◆ **Challenge**: Write out every entry exactly as given, but omit the pictures.

Dataset excerpt
[Begin]

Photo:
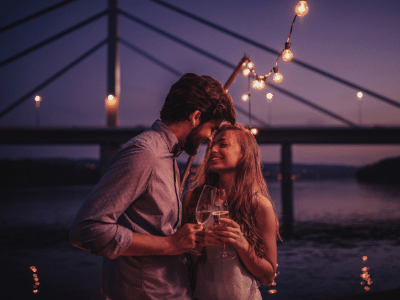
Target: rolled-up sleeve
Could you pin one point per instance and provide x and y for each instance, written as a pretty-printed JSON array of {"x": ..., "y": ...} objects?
[{"x": 95, "y": 227}]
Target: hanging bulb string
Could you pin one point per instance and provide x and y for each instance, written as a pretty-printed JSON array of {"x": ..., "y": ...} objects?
[
  {"x": 291, "y": 28},
  {"x": 301, "y": 10}
]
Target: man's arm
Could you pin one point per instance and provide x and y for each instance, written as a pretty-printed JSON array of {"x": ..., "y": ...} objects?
[
  {"x": 180, "y": 242},
  {"x": 95, "y": 227}
]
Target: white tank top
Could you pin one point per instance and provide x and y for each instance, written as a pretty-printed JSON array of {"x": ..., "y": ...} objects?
[{"x": 224, "y": 279}]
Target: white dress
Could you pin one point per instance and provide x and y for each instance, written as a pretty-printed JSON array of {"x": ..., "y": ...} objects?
[{"x": 219, "y": 279}]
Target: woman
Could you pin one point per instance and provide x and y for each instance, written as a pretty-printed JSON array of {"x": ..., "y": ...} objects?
[{"x": 233, "y": 163}]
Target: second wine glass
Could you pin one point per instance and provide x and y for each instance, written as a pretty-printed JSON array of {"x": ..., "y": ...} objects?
[
  {"x": 204, "y": 208},
  {"x": 221, "y": 210}
]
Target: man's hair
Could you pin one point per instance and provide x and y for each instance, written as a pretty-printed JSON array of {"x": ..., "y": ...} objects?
[{"x": 193, "y": 92}]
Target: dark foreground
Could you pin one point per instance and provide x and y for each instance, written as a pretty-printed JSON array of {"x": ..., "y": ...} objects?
[{"x": 319, "y": 262}]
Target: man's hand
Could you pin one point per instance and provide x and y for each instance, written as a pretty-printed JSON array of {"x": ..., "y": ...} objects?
[{"x": 185, "y": 238}]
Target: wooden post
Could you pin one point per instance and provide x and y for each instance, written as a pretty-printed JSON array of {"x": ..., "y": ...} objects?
[
  {"x": 287, "y": 188},
  {"x": 107, "y": 150}
]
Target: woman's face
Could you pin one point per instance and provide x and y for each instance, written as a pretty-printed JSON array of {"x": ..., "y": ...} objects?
[{"x": 225, "y": 152}]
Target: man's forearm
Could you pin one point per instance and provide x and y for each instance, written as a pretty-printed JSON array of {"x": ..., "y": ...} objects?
[
  {"x": 145, "y": 244},
  {"x": 180, "y": 242}
]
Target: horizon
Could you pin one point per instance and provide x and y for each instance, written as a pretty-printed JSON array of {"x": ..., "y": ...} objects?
[{"x": 335, "y": 36}]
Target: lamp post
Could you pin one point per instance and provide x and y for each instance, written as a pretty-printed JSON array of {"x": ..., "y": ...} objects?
[
  {"x": 37, "y": 104},
  {"x": 359, "y": 96}
]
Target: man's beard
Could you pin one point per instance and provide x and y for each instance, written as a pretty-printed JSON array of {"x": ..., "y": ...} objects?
[{"x": 193, "y": 142}]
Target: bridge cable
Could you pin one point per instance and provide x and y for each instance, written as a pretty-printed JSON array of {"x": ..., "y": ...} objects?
[
  {"x": 52, "y": 78},
  {"x": 35, "y": 15},
  {"x": 53, "y": 38},
  {"x": 232, "y": 66},
  {"x": 315, "y": 106},
  {"x": 268, "y": 49},
  {"x": 175, "y": 38},
  {"x": 150, "y": 57},
  {"x": 175, "y": 72}
]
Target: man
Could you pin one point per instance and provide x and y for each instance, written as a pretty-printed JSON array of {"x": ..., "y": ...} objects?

[End]

◆ **Solution to the exercise**:
Photo:
Target: rolled-up sleeve
Could you pin one point per instance and provide x and y for each instance, written as a pretty-printed JSON array of {"x": ..., "y": ...} objects?
[{"x": 95, "y": 227}]
Target: hanging bulb string
Could you pin one point per instance and provide x and y for each instance, written as a pretty-printed JSON array of {"x": ..., "y": ...} objects?
[
  {"x": 291, "y": 28},
  {"x": 301, "y": 10}
]
Target: man's arm
Could you pin one point per instance and provide x and y for each instance, written as a pretty-printed JSON array of {"x": ..., "y": ...} objects?
[
  {"x": 180, "y": 242},
  {"x": 95, "y": 227}
]
Target: white tank top
Could you pin one point per instance and provide x and y for each instance, written as a pretty-printed JSON array of {"x": ..., "y": ...} objects?
[{"x": 224, "y": 279}]
Target: white dress
Could you pin one point per instance and provide x and y for each instance, written as a pretty-printed JSON array of {"x": ..., "y": ...} objects?
[{"x": 219, "y": 279}]
Target: woman
Could you pin one point per instance and provide x and y for each instance, written as a pretty-printed JSON array of {"x": ..., "y": ...} objects?
[{"x": 233, "y": 163}]
Target: second wine glass
Could you pin one point per instance and provide x and y for each instance, written as a pretty-printed JSON array of {"x": ..., "y": ...} objects?
[
  {"x": 204, "y": 208},
  {"x": 221, "y": 210}
]
Target: man's hair
Could you pin one point per instance and provide x and y for each instance, written as a pretty-printed JSON array of {"x": ..., "y": ...} objects?
[{"x": 193, "y": 92}]
Target: dark foreground
Could you pin one point per instance and provide x and y for each instance, written as a pretty-printed JSON array of {"x": ..., "y": ...} objects?
[{"x": 319, "y": 262}]
Target: man's hand
Could you pin one point per instance and provide x and y for each instance, written as a pretty-printed JSON array of {"x": ..., "y": ...} objects?
[{"x": 185, "y": 238}]
Target: wooden post
Could you pin one point per instance and provide x and y for each instance, written as a pretty-printed JSON array of {"x": ..., "y": ...} objects?
[
  {"x": 287, "y": 188},
  {"x": 107, "y": 150}
]
Target: woman's face
Could you pin one point per instance and provide x and y for each instance, written as a pretty-printed JSON array of {"x": ..., "y": ...} objects?
[{"x": 225, "y": 152}]
Target: man's forearm
Could you pin one point per instance and provide x and y for each instance, written as a pretty-printed JSON array of {"x": ..., "y": ...} objects?
[
  {"x": 145, "y": 244},
  {"x": 180, "y": 242}
]
Target: horizon
Could you pin one point per instance and provide x and y for each instance, written as a pretty-printed JSON array of {"x": ..., "y": ...} objects?
[{"x": 335, "y": 36}]
Target: lamp post
Could you pin one point per instance and provide x and y for each instance, written as a pretty-printed JSON array of {"x": ..., "y": ...} objects?
[
  {"x": 37, "y": 104},
  {"x": 359, "y": 96}
]
Target: man's beard
Could you pin one point per instance and provide x and y for each instance, written as a pretty-printed JSON array of {"x": ..., "y": ...} objects?
[{"x": 193, "y": 142}]
Target: bridge cable
Could you pin one point per instance and provide x and y for each instance, written as a pretty-printed JSON array of {"x": ..., "y": ...} objects?
[
  {"x": 52, "y": 78},
  {"x": 35, "y": 15},
  {"x": 53, "y": 38},
  {"x": 232, "y": 66},
  {"x": 315, "y": 106},
  {"x": 268, "y": 49},
  {"x": 175, "y": 38},
  {"x": 150, "y": 57},
  {"x": 175, "y": 72}
]
Target: man
Could you pin one point per instance and provide x and y for each instance, written as a pretty-printed JSON array of {"x": ..., "y": ...} objects?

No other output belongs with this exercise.